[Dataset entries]
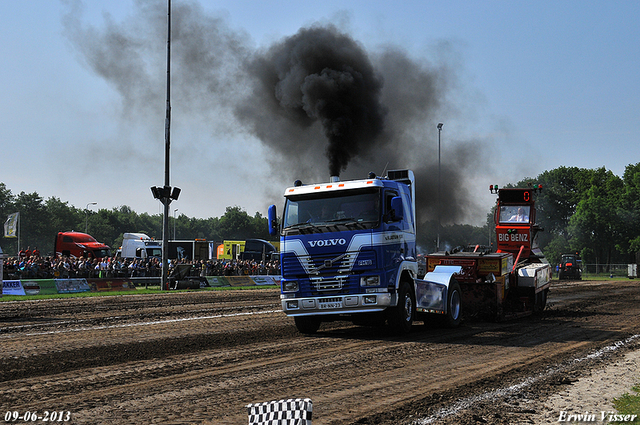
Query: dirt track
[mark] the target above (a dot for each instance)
(200, 357)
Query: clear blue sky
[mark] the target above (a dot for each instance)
(537, 85)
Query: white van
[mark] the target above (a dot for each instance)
(139, 245)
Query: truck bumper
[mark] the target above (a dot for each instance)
(337, 304)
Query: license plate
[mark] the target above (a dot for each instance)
(327, 306)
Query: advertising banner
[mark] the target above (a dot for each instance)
(100, 285)
(70, 286)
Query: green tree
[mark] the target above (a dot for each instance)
(596, 223)
(630, 210)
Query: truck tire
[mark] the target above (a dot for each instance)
(401, 317)
(307, 324)
(540, 301)
(454, 305)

- [Directions for this task]
Please output every record above exactly as written, leaving out the pictures.

- [Reply to the task]
Query: dirt track
[mark] the target above (a dot for each instance)
(200, 357)
Query: clear blue sky
[mark] the target above (a dot for each instance)
(537, 85)
Query: white van
[mark] the target above (a dot for each instance)
(139, 245)
Query: truck bumper
[mark] the target above (a dot for each instance)
(337, 304)
Query: license plate
[mark] the target above (a dot for each instance)
(327, 306)
Query: advertising banner
[mark] the target above (a dot for each instance)
(100, 285)
(70, 286)
Query: green tree
[mark] the target above (a dot for each instance)
(596, 223)
(630, 210)
Query: truck tire
[mark] the target above (a dot for each instance)
(401, 317)
(307, 324)
(540, 301)
(454, 305)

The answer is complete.